→ Aangeleverde tekst:
****************************************

Het was een delicate evenwichtsoefening om Guerlain de 21e eeuw binnen te loodsen. Maar het merk deed de stap met succes en beloonde zichzelf met een vernieuwde flagshipstore. Verleden, heden en toekomst komen er samen.

Een merk met een rijke geschiedenis als Guerlain is uniek. Maar gelukkig besefte het nieuwe management dat de boodschap een eigentijds kleedje moest krijgen. Kosten noch moeite werden gespaard om het indrukwekkende pand aan de Champs Elysées, waar de Guerlain-familie ooit woonde, een grondige facelift te geven en er een uitnodigende plek te maken waar het grote publiek het rijke patrimonium kan ontdekken.

Geen eenvoudige opdracht, noch voor directrice parfums Sylvaine Delacourte, die het concept uitstippelde, noch voor de architecten om het beschermde monument af te stoffen en te moderniseren. Omdat het gebouw geklasseerd is, werd er samengewerkt met Maxime d’Angeac, een expert in dergelijke renovaties. “De overheid heeft het hele project van nabij gevolgd. We hebben moeten vechten voor elke verandering. Zo kregen we pas de toestemming om de trap te verplaatsen, nadat we oude plannen hadden gevonden die bewezen dat hij oorspronkelijk in 1914 op die plek stond. We wilden de monumentale voordeur vervangen door schuifdeuren, omdat die toegankelijker ogen, maar we stuitten op een veto.”

Ook Andree Putman moest een manier vinden om het gebouw – dat werd vormgegeven door kunstenaars als Jean-Michel Frank, Diego Giacometti en Christian Bérard die het behang, de meubelen en wandlampen ontwierpen – te verzoenen met de tijdgeest, met toegankelijkheid als rode draad.

De herinrichting van de boetiek moet alles minder intimiderend doen lijken : Putman gebruikte transparante organza om het marmer van de muren te verzachten en voorzag de vitrines van gordijnen van parels, die druppels parfum voorstellen om meer intimiteit te creëren. De stijve chic van antieke Vlaamse wandtapijten ruimde plaats voor verlichte nissen waar de beroemde bijenflacons een plaatsje kregen. Een gat in het plafond herbergt een enorme luchter die tussen de twee verdiepingen zweeft : hij zorgt voor extra licht in de boetiek en gunt een doorkijk naar het parfumorgel, een hoog. Die gimmick wekt nieuwsgierigheid en lokt de mensen naar boven.

****************************************

→ Gegeven informatie:
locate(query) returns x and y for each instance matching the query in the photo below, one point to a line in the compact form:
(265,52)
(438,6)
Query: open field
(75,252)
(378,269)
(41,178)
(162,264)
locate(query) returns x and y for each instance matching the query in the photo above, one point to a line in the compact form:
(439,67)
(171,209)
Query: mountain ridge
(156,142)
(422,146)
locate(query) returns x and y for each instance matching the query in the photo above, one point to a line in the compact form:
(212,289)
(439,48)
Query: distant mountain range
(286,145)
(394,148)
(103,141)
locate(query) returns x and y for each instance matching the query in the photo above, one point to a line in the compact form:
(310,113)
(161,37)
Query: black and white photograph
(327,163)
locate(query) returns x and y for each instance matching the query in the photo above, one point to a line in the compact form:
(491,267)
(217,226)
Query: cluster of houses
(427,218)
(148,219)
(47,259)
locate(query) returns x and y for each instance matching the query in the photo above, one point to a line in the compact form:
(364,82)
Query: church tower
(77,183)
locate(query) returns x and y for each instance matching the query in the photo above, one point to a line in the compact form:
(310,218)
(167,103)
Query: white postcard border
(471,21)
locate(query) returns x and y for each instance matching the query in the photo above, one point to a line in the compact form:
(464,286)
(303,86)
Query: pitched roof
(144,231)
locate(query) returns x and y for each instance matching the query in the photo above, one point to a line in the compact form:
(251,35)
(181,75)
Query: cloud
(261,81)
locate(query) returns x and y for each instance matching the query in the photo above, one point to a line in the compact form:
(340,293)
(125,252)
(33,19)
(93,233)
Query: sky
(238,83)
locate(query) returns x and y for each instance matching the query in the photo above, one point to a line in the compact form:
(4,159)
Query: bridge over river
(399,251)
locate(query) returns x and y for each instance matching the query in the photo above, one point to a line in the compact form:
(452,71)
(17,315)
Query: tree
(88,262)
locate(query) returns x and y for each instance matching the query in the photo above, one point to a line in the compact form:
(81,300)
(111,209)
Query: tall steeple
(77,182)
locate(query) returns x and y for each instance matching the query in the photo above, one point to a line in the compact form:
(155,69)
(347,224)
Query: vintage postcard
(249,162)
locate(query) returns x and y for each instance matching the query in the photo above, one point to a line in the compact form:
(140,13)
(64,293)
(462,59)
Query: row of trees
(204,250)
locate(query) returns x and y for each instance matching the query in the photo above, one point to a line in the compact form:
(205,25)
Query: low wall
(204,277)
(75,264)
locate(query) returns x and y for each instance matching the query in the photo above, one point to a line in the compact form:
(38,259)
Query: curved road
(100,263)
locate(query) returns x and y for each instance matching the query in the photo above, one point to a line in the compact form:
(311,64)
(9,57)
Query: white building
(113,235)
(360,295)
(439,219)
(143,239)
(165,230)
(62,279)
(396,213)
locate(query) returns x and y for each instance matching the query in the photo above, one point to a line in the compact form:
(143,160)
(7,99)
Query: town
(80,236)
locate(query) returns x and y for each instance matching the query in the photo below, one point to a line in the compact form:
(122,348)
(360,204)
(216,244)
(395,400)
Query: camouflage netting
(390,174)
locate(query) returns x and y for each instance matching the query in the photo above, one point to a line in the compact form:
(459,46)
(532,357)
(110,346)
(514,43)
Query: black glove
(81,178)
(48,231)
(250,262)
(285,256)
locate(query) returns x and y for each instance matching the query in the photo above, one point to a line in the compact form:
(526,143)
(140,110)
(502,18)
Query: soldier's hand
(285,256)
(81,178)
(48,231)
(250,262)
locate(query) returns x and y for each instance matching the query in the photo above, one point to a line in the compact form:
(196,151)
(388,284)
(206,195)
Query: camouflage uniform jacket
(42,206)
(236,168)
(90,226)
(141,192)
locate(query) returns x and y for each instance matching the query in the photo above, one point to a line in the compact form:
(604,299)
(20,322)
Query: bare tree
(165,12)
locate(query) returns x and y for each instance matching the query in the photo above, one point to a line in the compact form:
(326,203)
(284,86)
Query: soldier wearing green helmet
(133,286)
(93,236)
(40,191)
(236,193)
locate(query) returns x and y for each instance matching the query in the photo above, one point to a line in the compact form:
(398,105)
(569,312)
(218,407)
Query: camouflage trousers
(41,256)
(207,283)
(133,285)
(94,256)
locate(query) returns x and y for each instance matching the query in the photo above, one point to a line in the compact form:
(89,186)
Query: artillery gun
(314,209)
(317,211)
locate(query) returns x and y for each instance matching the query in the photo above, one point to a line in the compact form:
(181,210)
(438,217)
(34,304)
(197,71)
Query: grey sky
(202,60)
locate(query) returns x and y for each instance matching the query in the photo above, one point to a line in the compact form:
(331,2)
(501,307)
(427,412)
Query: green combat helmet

****************************************

→ Schriftelijke opdracht: Wat moest er volgens de tekst over Guerlain eerst gevonden worden voordat de trap verplaatst mocht worden? Baseer je uitsluitend op de tekst over Guerlain.

→ Uitgewerkt antwoord: Oude plannen die bewezen dat de trap oorspronkelijk in 1914 op die plek stond.